DOCUMENT TEXT:

────────

It is not over. There is still hope. A single scarlet petal blooms defiantly on the withered stalk.
The Labour Party lives yet.
Jeremy Corbyn will be on the ballot paper for the forthcoming leadership election. Per the bizarre decision of the national executive committee, he will not require as much as a single nomination. It seems if you open the Labour rule book at any page, you will find a provision to the advantage of Corbyn.
Unite, which has done more damage to Labour than Margaret Thatcher ever did, now wants mandatory re-selection of sitting MPs, a 1980s tactic to purge moderates. If enacted, it would transform Labour into a democratic centralist party, with MPs bound like delegates to do the bidding of the Corbynite politburo as expressed through their enforcers in constituency parties.
No matter. There is a chance, one last chance, to save the Labour Party. There is much talk about “the battle for Labour’s soul”, as though it were a new development, a dramatic plot twist in the final chapter of the party’s story. In fact, Labour has been fighting over what it means to be Labour for as long as there has been a Labour Party. That struggle has played out between left and right, unilateralists and multilateralists, pragmatists and ideologues.

────────

DATASET:
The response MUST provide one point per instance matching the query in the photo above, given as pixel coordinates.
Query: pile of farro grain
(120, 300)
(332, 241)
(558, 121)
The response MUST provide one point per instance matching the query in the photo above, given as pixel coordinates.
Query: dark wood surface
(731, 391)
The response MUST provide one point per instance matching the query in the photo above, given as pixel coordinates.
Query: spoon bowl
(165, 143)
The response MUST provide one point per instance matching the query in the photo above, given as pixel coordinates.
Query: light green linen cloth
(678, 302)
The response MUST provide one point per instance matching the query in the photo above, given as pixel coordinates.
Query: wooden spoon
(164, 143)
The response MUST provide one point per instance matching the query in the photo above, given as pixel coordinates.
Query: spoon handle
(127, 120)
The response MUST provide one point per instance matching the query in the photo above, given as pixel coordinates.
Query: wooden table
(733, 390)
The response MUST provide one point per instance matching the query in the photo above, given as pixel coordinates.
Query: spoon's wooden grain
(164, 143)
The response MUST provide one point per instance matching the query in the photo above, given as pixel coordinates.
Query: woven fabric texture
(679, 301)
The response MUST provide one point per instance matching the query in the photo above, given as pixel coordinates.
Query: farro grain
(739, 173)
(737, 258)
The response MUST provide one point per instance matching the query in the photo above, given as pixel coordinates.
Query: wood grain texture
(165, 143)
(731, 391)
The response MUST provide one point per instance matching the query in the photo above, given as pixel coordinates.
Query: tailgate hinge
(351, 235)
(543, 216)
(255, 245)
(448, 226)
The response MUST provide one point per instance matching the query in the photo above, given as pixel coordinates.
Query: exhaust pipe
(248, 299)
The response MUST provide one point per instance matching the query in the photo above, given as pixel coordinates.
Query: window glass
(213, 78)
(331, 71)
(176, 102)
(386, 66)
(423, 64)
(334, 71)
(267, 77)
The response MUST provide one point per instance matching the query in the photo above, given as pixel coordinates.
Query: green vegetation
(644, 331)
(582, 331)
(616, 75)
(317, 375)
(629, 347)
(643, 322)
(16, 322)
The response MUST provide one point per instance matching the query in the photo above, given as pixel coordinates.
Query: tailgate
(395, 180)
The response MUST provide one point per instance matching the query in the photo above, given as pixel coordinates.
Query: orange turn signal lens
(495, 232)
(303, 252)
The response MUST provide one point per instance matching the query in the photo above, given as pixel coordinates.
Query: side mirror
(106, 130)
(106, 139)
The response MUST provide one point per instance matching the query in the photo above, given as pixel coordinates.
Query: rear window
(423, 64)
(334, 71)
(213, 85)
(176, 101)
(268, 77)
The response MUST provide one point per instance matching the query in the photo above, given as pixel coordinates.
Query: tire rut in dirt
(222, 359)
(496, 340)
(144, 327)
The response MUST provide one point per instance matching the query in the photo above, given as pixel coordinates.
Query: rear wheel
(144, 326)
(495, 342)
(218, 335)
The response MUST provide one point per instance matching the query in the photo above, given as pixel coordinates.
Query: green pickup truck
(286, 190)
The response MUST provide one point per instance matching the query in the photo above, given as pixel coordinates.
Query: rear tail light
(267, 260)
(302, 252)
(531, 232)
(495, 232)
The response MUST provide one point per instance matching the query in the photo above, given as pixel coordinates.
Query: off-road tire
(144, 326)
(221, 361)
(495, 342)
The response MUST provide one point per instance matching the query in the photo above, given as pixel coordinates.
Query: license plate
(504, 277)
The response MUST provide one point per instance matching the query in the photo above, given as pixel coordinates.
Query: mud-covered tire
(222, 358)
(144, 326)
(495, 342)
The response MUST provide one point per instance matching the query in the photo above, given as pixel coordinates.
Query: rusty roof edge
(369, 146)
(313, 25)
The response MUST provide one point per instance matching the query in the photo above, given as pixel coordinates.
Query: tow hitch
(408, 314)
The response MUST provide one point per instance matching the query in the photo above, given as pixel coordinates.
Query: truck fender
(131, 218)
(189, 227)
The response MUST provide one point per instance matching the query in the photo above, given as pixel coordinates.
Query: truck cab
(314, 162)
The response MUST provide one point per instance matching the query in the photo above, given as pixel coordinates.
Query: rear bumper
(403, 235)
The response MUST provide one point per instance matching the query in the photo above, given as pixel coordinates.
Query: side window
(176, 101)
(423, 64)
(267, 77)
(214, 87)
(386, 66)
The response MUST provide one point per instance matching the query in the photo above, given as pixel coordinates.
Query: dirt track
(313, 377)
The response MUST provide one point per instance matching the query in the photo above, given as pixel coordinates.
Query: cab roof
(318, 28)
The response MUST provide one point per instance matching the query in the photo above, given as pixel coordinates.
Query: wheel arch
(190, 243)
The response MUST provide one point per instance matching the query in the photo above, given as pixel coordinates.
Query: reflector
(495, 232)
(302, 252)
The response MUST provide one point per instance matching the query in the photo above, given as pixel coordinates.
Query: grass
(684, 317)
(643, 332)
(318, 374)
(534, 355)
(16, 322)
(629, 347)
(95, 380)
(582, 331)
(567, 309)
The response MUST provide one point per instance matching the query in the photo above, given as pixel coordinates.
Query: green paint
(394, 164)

────────

OBJECTIVE: Extract the full piece on the Labour Party leadership fight, reproducing it word for word. The records play no part in what is asked here.

EXPECTED OUTPUT:
It is not over. There is still hope. A single scarlet petal blooms defiantly on the withered stalk.
The Labour Party lives yet.
Jeremy Corbyn will be on the ballot paper for the forthcoming leadership election. Per the bizarre decision of the national executive committee, he will not require as much as a single nomination. It seems if you open the Labour rule book at any page, you will find a provision to the advantage of Corbyn.
Unite, which has done more damage to Labour than Margaret Thatcher ever did, now wants mandatory re-selection of sitting MPs, a 1980s tactic to purge moderates. If enacted, it would transform Labour into a democratic centralist party, with MPs bound like delegates to do the bidding of the Corbynite politburo as expressed through their enforcers in constituency parties.
No matter. There is a chance, one last chance, to save the Labour Party. There is much talk about “the battle for Labour’s soul”, as though it were a new development, a dramatic plot twist in the final chapter of the party’s story. In fact, Labour has been fighting over what it means to be Labour for as long as there has been a Labour Party. That struggle has played out between left and right, unilateralists and multilateralists, pragmatists and ideologues.